> WHAT YOU WILL DO
Repeat verbatim, and only, the lines of the data below, beginning at the line that contains "box: [467, 308, 510, 400]" and stopping after the line that contains "positive clicks: (476, 317)".

> DATA IN THIS EXERCISE
################

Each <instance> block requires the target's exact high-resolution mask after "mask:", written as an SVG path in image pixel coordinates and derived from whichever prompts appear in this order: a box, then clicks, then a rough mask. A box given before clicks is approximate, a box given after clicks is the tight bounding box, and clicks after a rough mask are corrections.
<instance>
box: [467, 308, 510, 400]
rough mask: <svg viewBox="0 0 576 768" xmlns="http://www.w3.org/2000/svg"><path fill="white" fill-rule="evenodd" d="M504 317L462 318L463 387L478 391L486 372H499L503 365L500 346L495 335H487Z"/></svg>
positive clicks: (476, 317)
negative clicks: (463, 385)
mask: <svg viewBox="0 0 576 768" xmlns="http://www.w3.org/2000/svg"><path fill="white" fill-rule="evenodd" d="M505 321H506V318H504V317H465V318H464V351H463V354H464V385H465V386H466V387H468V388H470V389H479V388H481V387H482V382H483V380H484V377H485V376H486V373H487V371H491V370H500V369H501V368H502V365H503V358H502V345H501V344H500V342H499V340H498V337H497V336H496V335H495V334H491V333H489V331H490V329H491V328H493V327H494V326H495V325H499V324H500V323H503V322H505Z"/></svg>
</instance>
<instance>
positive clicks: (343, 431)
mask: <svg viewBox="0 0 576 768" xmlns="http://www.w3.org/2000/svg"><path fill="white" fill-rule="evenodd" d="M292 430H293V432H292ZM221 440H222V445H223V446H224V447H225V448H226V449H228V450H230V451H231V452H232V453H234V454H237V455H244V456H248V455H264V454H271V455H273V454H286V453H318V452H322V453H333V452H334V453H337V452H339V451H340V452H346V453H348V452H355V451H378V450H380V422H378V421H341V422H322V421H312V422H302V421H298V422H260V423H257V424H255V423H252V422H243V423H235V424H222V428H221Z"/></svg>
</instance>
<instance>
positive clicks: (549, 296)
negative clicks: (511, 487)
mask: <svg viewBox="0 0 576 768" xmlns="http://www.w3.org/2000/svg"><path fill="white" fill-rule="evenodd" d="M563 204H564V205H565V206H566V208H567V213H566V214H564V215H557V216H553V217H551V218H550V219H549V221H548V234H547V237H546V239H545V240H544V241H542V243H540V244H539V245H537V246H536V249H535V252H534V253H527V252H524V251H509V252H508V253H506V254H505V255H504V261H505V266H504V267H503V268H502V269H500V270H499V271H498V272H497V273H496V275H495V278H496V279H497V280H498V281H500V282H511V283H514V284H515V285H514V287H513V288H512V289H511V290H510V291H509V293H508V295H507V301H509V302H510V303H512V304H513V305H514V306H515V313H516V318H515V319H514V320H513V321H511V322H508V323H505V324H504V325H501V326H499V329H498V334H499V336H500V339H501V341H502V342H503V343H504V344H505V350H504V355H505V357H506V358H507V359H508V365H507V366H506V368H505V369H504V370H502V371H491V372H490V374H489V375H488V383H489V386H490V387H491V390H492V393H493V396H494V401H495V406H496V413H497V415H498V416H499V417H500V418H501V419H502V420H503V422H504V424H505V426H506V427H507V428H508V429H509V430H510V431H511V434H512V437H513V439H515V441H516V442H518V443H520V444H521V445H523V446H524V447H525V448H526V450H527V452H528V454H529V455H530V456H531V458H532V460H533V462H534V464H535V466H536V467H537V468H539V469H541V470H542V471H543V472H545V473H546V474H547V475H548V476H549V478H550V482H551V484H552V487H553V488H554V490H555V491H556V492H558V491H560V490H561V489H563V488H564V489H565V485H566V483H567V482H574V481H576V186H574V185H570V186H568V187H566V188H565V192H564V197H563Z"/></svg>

################

> EXERCISE SOLUTION
box: [467, 308, 510, 400]
rough mask: <svg viewBox="0 0 576 768" xmlns="http://www.w3.org/2000/svg"><path fill="white" fill-rule="evenodd" d="M504 317L462 318L463 387L478 391L486 372H499L503 365L500 346L495 335H487Z"/></svg>
positive clicks: (476, 317)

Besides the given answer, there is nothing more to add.